> **WORK INSTRUCTION**: Tell how many lines in the data below contain "orange", using one number as the whole reply.

━━━ INPUT MATERIAL ━━━

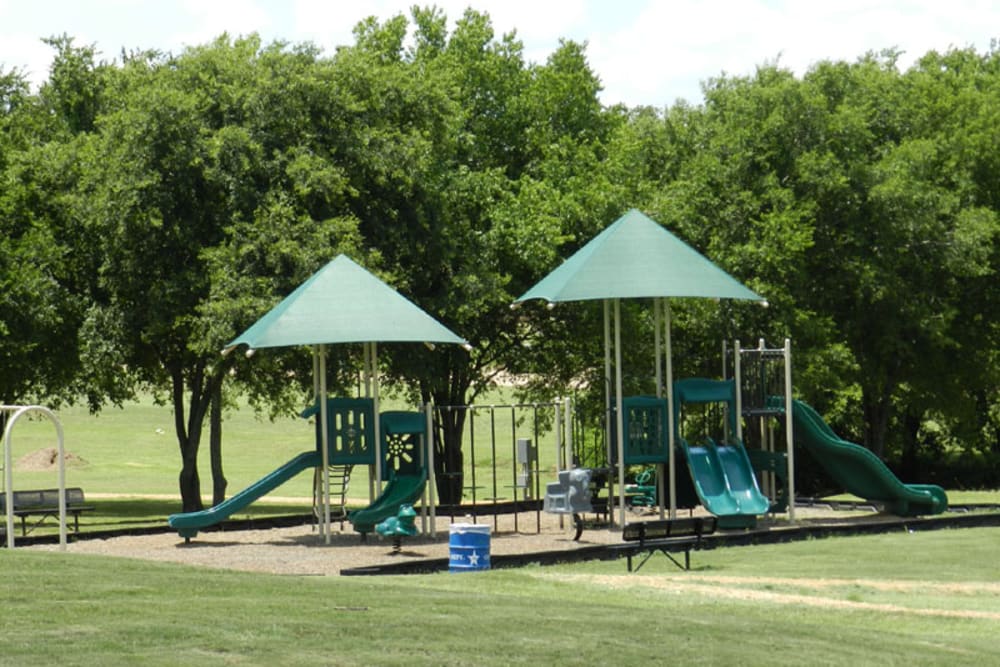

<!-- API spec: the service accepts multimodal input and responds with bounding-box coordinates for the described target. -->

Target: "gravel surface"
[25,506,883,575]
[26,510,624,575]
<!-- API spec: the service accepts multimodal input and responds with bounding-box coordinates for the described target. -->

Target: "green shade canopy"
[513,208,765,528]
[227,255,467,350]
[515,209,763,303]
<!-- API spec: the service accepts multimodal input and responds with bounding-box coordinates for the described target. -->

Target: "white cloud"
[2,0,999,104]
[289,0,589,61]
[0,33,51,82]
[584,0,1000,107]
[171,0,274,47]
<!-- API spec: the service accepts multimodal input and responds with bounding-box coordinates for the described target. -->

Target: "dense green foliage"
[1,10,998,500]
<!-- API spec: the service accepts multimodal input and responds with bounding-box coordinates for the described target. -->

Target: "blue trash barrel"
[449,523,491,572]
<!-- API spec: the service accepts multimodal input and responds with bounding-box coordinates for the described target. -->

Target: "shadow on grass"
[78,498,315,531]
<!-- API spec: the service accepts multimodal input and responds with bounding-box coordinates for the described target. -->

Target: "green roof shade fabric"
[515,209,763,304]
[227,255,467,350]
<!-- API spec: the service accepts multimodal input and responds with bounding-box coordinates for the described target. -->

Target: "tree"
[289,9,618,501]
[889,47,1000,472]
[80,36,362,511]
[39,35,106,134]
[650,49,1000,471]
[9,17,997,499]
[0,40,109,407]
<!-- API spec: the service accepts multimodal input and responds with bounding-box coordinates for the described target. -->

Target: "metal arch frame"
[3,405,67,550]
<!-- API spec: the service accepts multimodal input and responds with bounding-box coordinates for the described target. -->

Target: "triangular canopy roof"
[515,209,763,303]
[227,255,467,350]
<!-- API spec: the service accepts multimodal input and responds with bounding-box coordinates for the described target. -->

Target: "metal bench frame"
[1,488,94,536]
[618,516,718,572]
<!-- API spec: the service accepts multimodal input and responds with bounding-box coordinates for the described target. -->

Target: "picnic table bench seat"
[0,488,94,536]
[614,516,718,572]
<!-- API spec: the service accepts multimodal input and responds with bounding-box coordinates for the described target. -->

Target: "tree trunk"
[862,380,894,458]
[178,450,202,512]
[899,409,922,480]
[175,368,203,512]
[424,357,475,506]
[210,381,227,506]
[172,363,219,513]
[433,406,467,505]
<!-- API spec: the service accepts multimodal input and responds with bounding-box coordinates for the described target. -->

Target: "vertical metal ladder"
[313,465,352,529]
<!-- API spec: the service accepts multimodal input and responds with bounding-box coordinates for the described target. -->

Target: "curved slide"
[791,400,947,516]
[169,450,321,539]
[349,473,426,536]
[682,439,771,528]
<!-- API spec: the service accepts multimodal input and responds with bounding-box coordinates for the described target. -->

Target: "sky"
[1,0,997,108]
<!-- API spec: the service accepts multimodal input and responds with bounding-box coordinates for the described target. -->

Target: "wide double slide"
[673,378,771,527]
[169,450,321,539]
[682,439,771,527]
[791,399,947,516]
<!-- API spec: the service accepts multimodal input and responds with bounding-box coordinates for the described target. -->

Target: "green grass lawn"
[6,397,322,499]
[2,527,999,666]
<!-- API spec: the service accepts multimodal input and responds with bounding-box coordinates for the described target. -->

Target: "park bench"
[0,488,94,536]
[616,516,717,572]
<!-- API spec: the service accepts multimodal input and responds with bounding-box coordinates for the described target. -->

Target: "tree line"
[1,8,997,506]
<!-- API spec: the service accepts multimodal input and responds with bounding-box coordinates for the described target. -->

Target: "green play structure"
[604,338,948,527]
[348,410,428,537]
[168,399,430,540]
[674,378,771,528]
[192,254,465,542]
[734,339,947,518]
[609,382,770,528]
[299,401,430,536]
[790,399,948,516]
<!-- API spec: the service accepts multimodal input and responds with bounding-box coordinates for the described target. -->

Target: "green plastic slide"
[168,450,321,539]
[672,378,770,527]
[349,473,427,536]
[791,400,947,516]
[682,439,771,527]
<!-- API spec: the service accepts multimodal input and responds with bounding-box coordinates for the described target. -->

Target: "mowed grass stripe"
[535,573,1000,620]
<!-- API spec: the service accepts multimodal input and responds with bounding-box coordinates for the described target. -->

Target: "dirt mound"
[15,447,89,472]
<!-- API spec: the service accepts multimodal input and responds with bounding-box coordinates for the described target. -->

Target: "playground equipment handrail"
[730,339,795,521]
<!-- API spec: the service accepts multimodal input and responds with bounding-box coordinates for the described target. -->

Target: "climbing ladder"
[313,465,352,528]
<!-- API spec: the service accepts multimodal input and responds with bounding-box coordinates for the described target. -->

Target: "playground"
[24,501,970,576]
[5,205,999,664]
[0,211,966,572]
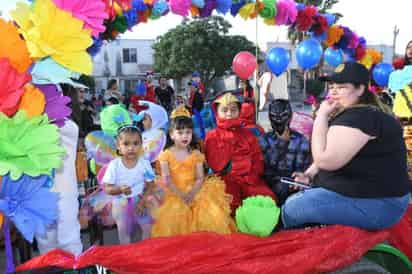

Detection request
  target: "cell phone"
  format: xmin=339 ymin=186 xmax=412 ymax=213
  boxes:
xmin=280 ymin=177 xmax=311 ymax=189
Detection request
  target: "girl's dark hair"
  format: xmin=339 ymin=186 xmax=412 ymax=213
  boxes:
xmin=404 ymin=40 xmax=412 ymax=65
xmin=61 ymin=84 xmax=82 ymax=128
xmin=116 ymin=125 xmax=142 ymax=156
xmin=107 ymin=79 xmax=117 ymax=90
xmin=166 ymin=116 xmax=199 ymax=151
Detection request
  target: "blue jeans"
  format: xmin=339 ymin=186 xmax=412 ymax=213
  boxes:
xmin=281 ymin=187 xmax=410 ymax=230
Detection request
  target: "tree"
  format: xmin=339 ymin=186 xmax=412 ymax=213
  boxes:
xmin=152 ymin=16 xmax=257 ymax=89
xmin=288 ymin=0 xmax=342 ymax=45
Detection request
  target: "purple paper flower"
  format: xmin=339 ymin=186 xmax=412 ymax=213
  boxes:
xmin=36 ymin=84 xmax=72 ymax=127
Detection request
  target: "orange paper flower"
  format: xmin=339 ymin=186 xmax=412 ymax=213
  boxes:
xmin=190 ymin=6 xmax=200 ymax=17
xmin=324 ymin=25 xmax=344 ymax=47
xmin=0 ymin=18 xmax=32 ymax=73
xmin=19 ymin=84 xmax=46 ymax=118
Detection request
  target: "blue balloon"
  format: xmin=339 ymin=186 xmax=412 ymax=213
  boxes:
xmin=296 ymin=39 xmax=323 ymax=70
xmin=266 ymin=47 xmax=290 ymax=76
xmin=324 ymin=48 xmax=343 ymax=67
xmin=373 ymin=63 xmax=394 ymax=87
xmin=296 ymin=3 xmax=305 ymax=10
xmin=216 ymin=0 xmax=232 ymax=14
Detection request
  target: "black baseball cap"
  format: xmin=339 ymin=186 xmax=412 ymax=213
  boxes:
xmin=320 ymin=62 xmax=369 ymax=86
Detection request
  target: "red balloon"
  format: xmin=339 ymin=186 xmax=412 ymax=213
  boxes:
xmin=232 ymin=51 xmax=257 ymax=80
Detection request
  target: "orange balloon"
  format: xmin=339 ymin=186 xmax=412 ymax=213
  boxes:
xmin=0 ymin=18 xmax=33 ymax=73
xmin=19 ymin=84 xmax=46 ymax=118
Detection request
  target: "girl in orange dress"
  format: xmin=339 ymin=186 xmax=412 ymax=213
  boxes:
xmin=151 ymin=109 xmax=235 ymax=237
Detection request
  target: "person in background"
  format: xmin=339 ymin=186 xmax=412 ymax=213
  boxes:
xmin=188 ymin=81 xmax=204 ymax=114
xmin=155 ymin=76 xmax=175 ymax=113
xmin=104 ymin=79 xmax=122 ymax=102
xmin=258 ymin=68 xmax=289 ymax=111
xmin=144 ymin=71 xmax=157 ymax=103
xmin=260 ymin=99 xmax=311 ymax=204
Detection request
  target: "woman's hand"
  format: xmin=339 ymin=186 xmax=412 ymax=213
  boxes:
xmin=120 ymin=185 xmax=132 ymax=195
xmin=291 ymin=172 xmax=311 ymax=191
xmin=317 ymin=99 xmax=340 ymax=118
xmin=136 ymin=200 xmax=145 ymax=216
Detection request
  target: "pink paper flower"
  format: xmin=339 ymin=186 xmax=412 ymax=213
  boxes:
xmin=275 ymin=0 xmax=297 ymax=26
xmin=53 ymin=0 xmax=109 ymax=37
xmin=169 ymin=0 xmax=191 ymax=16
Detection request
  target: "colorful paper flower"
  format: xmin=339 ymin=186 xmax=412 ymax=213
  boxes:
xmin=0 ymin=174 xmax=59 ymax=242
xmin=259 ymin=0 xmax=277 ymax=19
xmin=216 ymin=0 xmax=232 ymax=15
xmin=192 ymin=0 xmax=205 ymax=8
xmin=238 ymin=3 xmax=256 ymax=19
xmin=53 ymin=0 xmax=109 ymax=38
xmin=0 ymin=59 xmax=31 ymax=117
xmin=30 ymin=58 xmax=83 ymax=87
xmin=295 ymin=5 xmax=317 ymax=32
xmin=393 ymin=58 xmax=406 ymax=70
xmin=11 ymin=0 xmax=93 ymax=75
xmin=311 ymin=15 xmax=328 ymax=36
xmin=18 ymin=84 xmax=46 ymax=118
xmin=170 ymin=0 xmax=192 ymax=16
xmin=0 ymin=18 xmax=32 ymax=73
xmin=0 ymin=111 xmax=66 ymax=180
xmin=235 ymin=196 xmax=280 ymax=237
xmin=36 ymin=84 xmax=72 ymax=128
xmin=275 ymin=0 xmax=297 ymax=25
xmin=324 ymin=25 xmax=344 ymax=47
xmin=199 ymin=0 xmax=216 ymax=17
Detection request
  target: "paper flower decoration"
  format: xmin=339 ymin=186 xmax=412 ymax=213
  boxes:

━━━

> **TASK ANSWER**: 3